Document extract:

1. Contextualising the issue


Factum valet quod fieri non debuit – an old Roman maxim meaning that what ought not to have been done nevertheless becomes valid once done. In essence, it privileges the final state of affairs over the procedure that produced it, legally sanctifying a reality that supersedes the rule that was violated. Although in jurisprudence this maxim is mostly invoked in private-law contexts, it also aptly captures the long-term effects of Soviet-style nationalisations in East-Central Europe.

In Romania, most church properties were appropriated by the dictatorship within just a few years, beginning mainly in 1948. Through these measures, the regime sought to reduce—ultimately to eliminate—the social role of churches, so that the official ideology could replace religion in public and private life. While repression targeted all denominations, the greatest losses were borne by minority churches. In the Romania of that era, religious and ethnic identities largely overlapped, and these churches had historically maintained a substantial share of the social, healthcare, and educational institutions serving minority communities. Their dispossession, therefore, had both religious and ethnocultural ramifications.

After the fall of the dictatorship, Romania was initially reluctant to adopt rules on the re-privatisation of communal properties. However, the country’s aspiration to integrate into the broader European community—particularly through accession to the Council of Europe and later the European Union—gradually paved the way for the adoption of restitution legislation.

With regard to denominational properties, the evolution of legislation can be divided into three distinct phases,[1] each reflecting a markedly different approach to restitution.

(i) 1997–1999: The Government adopted a series of emergency ordinances[2] that returned a limited number of specifically listed properties to certain churches, focusing on assets of particular significance for those denominations.[3]

(ii) 1999–2005: A more general framework for restitution was gradually developed. This happened through the adoption of an emergency ordinance[4] still giving back particular properties, but which was suitable for augmentation by simple government decisions and through the adoption of another emergency ordinance[5] applicable already to all denominations.

Data excerpt:
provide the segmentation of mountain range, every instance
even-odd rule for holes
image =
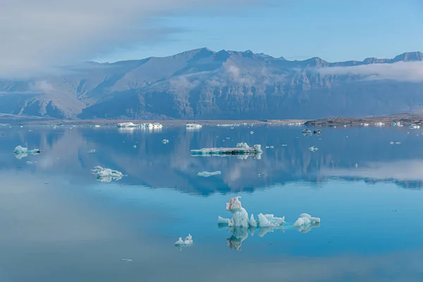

The tasks:
#1 Reproduce verbatim the stretch of the church property restitution excerpt from "(i) 1997–1999: The" through "to all denominations.".
#2 Summarize the church property restitution excerpt in two sentences.
The data above has no connection to the church property restitution excerpt.

List of solutions:
#1
(i) 1997–1999: The Government adopted a series of emergency ordinances[2] that returned a limited number of specifically listed properties to certain churches, focusing on assets of particular significance for those denominations.[3]

(ii) 1999–2005: A more general framework for restitution was gradually developed. This happened through the adoption of an emergency ordinance[4] still giving back particular properties, but which was suitable for augmentation by simple government decisions and through the adoption of another emergency ordinance[5] applicable already to all denominations.

#2 Beginning mainly in 1948, Romania's dictatorship appropriated most church properties to diminish the social role of churches, with minority churches bearing the greatest losses and their dispossession carrying both religious and ethnocultural ramifications. After the dictatorship fell, Romania was initially reluctant to adopt re-privatisation rules, but its aspiration to European integration gradually led to restitution legislation for denominational properties, which evolved in three distinct phases.